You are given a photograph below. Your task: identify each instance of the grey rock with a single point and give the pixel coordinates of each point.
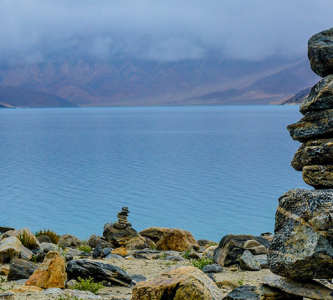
(314, 152)
(44, 239)
(302, 246)
(262, 260)
(314, 125)
(146, 254)
(69, 241)
(320, 97)
(136, 278)
(97, 251)
(213, 268)
(248, 262)
(82, 294)
(244, 292)
(231, 248)
(105, 252)
(99, 271)
(113, 256)
(320, 52)
(174, 258)
(68, 257)
(7, 295)
(53, 292)
(21, 269)
(309, 289)
(49, 247)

-*-*-

Render the data above as a JSON list of strings, one string per line, skipping any blank lines and leaving out the picture.

• [Correct response]:
[
  "You are given a photograph below. Your task: identify each instance of the grey rock with a single point and give the pixel coordinates of each point.",
  "(314, 152)",
  "(44, 239)",
  "(302, 246)",
  "(262, 260)",
  "(314, 125)",
  "(146, 254)",
  "(69, 241)",
  "(320, 97)",
  "(136, 278)",
  "(97, 251)",
  "(213, 268)",
  "(248, 262)",
  "(82, 294)",
  "(244, 292)",
  "(231, 248)",
  "(105, 252)",
  "(99, 271)",
  "(113, 256)",
  "(320, 52)",
  "(174, 258)",
  "(68, 257)",
  "(7, 295)",
  "(53, 292)",
  "(21, 269)",
  "(309, 289)",
  "(49, 247)"
]